EXERCISES>
#1 Reproduce the passage of the Jaffa walking guide starting with "This trail might" and going on through "the side streets.".
#2 Using the Jaffa walking guide, explain in one to three sentences why the big mosque of Jaffa is called Muhammad abu-Nabut.
#3 Decide whether each statement agrees with the Jaffa walking guide, answering yes or no and quoting the words that settle it: (a) The Kishle stands in front of and west of the Clock-Tower. (b) In past times, all four clocks on the tower showed the local time. (c) Drivers arriving from the south leave Ayalon Route at Rokach Interchange.

TEXT PASSAGE>
= = =

Jaffa is one of the oldest towns in Israel. According to tradition, Jaffa [Hebrew, Yafo] was established by Japheth, the son of Noah, and hence its name; however, it suffered many changes of fortune: the Phoenicians founded it, then the Romans acme, and rulers such as Baibars the Mamluk, Napoleon the French and more conquered and lost it. Each time they demolished and rebuilt it. The Turkish governor, Machmud Abu Nabut, was the one to instill a breath of life into it and impressive architecture from his time still embellish its stone-decked streets.
This trail might consume about half a day of your time, and you might want to prolong or shorten it and depending, pay a visit to the vivid flee market or just end it with a romantic evening walk.
How to Get There
For those who come from north: exit Ayalon Route at Rokach Interchange and drive westward on Rokach Blvd. to the sea. Follow it and cross the Yarkon River. Turn left at Rokach and continue on Yarkon St. Drive south alongside the Tel Aviv Promenade. After the Dolfinarium, arrive to northern Jaffa and take the Nachum Goldman St. after meeting with a street splitting and continue until the Clock-Tower Plaza.
For those who arrive from south: exit Ayalon Route at Kibbutz Galuyot Interchange. Continue on Kibbutz Galuyot St, and follow Derech Shlomo when it connects with Kibbutz Galuyot until the Clock-Tower Plaza. Park your vehicle on one of the side streets.
The Clock-Tower Square
You can’t miss the Clock-Tower which is positioned so central at the square. It was built at the 25th year from the inauguration of the Turkish Sultan Abdul Hamid II. Recently it was restored, and today it is more beautiful than ever with its four clocks that were installed at the head of the tower. In past times, two of them were showing the time at Europe and the other two – the local time. The openings and windows of the tower are covered with gratings and a tablet was set about it with the story of Jaffa's history. In front and west to the Clock-Tower, you can see the Kishle, a jailhouse which was used by the Turks and British, and during the British mandate is served as a prison for detainees from Jewish undergrounds, the IZL and Lechi.
Continue to stroll up at Yeffet St., Jaffa's main street, until you come to Abulafia bakery. This bakery became one of the city's magnets, beyond being a simple bakery. Taste the fluffy pretzels which are seasoned with Za’atar and sesame. Return to the Square of the Clock-Tower and continue by foot westward at the street alongside the mosque.
The Yafo Hill
Jaffa was mentioned in the same breath with some of the oldest towns in the world and it is actually here, at this hill, that the ancient settlement was started. Today the hill hosts its 4000-years-old remains.
Continue to walk up the hill until you realize the big mosque of Jaffa, the Muhammad abu-Nabut, which is called after its restorer and after his habit to be always equipped with a big club, Nabut [Arabic]. This Governor used to stroke fear into the hearts of the whole city during the beginning of the 19th century.
At the mosque notice a curved water trough, savil in Arabic, which is built-in and protruds from the wall. The water of the trough was used to quench the thirst of passersby and caravans of camels. Its past glory is reflected by its outstanding size and by a dedication inscription for its builder.

= = =

DATA ENTRIES>
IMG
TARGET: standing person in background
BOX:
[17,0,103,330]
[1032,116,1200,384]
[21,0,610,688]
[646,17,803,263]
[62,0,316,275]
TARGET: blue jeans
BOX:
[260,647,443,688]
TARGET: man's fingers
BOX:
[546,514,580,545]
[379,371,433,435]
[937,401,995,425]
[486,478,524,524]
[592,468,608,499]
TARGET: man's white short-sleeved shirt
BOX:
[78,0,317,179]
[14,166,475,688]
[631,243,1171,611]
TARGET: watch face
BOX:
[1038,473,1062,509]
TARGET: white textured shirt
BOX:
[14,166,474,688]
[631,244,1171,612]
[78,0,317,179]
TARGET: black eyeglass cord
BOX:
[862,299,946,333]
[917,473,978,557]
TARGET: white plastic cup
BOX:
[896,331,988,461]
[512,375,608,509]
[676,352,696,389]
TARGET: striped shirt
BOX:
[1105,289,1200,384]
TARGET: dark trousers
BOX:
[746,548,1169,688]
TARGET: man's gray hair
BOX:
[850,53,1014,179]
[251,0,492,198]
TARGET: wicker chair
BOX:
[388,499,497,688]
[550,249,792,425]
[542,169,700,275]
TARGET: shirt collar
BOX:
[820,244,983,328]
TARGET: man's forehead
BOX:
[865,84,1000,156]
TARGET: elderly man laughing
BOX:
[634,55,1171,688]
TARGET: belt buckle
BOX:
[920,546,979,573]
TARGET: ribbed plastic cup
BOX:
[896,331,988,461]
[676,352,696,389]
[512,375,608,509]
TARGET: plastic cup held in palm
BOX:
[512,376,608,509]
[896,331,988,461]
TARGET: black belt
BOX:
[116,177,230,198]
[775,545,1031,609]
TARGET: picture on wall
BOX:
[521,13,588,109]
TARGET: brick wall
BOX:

= = =

SOLUTIONS>
#1
This trail might consume about half a day of your time, and you might want to prolong or shorten it and depending, pay a visit to the vivid flee market or just end it with a romantic evening walk.
How to Get There
For those who come from north: exit Ayalon Route at Rokach Interchange and drive westward on Rokach Blvd. to the sea. Follow it and cross the Yarkon River. Turn left at Rokach and continue on Yarkon St. Drive south alongside the Tel Aviv Promenade. After the Dolfinarium, arrive to northern Jaffa and take the Nachum Goldman St. after meeting with a street splitting and continue until the Clock-Tower Plaza.
For those who arrive from south: exit Ayalon Route at Kibbutz Galuyot Interchange. Continue on Kibbutz Galuyot St, and follow Derech Shlomo when it connects with Kibbutz Galuyot until the Clock-Tower Plaza. Park your vehicle on one of the side streets.

#2 The mosque is named after its restorer, a governor of Jaffa. The name also reflects his habit of always carrying a big club, which in Arabic is "nabut."

#3
(a) Yes: "In front and west to the Clock-Tower, you can see the Kishle"
(b) No: "two of them were showing the time at Europe and the other two – the local time"
(c) No: "exit Ayalon Route at Kibbutz Galuyot Interchange"